§ Written request:
Identify each line below that contains the word "ceiling" and copy those lines. Only matches with the same letter case count.

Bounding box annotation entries
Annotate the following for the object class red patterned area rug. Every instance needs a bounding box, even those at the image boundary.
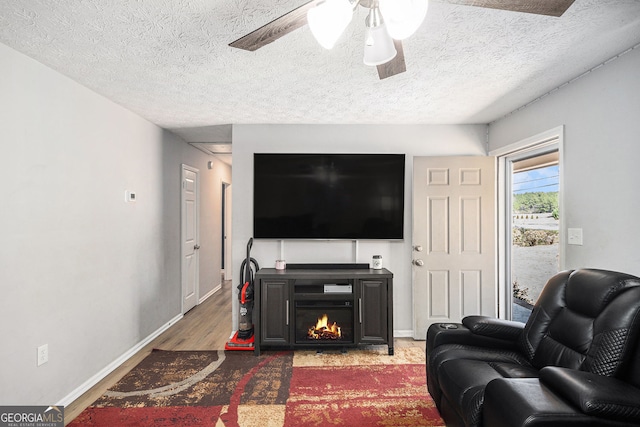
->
[69,347,444,427]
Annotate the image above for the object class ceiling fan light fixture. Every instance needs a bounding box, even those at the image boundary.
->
[307,0,353,49]
[363,7,398,66]
[379,0,429,40]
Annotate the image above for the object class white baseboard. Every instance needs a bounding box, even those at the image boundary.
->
[56,314,182,406]
[198,283,222,304]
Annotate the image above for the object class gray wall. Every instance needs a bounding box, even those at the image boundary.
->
[0,44,231,405]
[233,125,487,339]
[489,48,640,275]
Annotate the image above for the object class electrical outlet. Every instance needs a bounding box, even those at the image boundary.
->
[38,344,49,366]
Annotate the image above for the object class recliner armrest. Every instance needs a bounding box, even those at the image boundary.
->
[462,316,524,341]
[540,366,640,422]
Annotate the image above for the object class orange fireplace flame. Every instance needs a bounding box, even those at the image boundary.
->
[307,314,342,340]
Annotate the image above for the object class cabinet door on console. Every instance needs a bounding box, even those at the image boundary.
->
[260,280,290,344]
[358,280,388,344]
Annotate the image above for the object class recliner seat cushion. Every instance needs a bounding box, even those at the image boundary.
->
[438,359,538,425]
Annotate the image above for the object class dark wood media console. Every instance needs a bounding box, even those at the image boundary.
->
[253,264,393,355]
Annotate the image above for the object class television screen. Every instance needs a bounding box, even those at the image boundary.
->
[253,153,405,240]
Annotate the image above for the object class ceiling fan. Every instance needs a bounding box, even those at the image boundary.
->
[229,0,575,79]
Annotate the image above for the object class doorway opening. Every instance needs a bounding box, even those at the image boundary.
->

§ Written response:
Annotate the image above for the object class ceiling fan light fixture. Every instance needs a bounding box, even those at the image boundary.
Annotate the image above for the object class ceiling fan. Every instance needs a bounding box, even those at the image boundary.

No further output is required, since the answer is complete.